Only the lines from the one containing "to locate stone" through the end of the material are to be echoed, each exactly as it appears.

-- START DATA SUPPLIED --

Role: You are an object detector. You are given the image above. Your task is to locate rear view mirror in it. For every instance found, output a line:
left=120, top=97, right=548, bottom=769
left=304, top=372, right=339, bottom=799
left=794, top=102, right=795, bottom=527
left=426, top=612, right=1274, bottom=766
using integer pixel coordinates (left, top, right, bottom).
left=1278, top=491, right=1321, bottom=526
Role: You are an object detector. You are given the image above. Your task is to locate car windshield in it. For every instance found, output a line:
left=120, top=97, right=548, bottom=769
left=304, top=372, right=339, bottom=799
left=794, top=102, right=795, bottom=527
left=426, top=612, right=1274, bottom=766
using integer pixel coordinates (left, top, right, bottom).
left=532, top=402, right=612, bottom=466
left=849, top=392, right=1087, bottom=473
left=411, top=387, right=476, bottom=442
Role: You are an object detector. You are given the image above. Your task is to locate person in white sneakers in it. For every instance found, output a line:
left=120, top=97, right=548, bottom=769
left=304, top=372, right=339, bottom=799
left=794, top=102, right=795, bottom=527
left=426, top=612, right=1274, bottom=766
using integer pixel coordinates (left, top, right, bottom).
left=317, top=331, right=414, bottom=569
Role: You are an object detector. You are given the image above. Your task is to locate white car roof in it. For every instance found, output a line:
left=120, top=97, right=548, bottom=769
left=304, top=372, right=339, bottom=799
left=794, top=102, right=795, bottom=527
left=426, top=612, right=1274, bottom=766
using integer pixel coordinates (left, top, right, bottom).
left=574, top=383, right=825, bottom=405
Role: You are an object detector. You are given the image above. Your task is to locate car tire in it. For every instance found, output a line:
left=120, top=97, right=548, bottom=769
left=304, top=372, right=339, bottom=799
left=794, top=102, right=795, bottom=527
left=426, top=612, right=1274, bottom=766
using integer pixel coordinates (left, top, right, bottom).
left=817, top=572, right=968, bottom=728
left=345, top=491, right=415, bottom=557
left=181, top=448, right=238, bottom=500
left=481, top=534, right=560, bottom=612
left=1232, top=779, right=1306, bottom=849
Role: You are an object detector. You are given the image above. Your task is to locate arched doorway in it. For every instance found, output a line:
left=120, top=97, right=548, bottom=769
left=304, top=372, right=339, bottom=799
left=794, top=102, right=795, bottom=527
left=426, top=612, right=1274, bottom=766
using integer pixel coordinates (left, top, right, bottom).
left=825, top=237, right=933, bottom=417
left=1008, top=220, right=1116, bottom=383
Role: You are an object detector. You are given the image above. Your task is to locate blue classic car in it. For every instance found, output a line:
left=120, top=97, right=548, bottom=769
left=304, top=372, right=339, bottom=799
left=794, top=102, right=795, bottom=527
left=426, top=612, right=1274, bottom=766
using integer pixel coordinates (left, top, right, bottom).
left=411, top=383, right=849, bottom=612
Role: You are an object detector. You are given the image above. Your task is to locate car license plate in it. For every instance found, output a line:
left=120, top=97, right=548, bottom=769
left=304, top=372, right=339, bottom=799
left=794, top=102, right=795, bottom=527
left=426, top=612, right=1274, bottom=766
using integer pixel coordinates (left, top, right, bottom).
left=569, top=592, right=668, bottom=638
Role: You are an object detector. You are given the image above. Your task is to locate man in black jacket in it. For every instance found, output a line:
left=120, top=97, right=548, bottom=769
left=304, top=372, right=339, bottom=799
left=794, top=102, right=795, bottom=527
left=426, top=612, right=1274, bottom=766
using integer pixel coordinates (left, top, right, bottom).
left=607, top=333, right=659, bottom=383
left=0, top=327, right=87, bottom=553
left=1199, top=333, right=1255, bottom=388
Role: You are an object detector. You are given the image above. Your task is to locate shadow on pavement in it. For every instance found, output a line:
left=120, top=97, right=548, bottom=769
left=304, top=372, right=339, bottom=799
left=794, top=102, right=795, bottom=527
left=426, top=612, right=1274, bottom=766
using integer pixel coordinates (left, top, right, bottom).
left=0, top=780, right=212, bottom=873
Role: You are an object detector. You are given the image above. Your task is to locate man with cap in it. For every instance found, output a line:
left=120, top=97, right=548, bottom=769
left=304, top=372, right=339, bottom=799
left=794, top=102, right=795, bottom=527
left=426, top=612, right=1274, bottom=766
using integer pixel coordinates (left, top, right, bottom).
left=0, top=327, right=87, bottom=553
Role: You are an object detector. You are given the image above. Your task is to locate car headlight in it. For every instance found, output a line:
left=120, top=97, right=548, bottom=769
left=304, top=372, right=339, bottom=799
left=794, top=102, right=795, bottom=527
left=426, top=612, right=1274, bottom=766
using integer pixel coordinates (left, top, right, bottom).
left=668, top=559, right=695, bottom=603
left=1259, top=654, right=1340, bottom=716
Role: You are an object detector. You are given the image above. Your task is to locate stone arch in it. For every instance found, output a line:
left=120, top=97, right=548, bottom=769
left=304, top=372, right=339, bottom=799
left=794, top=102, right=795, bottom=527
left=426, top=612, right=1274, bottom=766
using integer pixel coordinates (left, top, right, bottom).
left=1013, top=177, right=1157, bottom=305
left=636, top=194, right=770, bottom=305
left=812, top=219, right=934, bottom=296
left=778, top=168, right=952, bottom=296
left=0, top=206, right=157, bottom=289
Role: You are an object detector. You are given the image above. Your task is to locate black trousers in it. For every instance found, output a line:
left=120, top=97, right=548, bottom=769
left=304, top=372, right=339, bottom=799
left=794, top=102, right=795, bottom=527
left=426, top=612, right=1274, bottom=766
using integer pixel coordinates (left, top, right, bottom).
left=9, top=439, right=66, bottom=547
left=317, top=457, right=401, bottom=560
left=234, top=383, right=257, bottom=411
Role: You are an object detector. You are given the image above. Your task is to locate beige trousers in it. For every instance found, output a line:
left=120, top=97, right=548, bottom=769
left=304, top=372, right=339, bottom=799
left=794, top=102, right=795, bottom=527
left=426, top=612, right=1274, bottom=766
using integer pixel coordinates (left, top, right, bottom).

-- END DATA SUPPLIED --

--- COMPLETED EXERCISE ---
Role: You are an object detector. You are given the image above. Your task is to locate stone arch in it. For every instance found, output a line:
left=120, top=97, right=548, bottom=769
left=304, top=372, right=339, bottom=799
left=794, top=102, right=795, bottom=527
left=426, top=612, right=1274, bottom=766
using integer pixel coordinates (left, top, right, bottom).
left=1013, top=177, right=1157, bottom=305
left=636, top=194, right=770, bottom=305
left=812, top=219, right=934, bottom=296
left=778, top=168, right=952, bottom=296
left=0, top=206, right=157, bottom=289
Role: You are an object detector. You are given the image above. Your task is to locate black trousers in it. For every instance found, output a line:
left=120, top=97, right=548, bottom=769
left=304, top=372, right=339, bottom=799
left=794, top=102, right=795, bottom=527
left=426, top=612, right=1274, bottom=766
using integer pixel coordinates (left, top, right, bottom).
left=9, top=439, right=66, bottom=547
left=317, top=457, right=401, bottom=560
left=234, top=383, right=257, bottom=411
Role: You are an object detector. You are given the image above. Your task is to locate beige trousers in it. For every instance found, output a line:
left=120, top=97, right=548, bottom=769
left=304, top=372, right=339, bottom=799
left=794, top=102, right=795, bottom=527
left=426, top=612, right=1274, bottom=766
using integer pixel coordinates (left, top, right, bottom).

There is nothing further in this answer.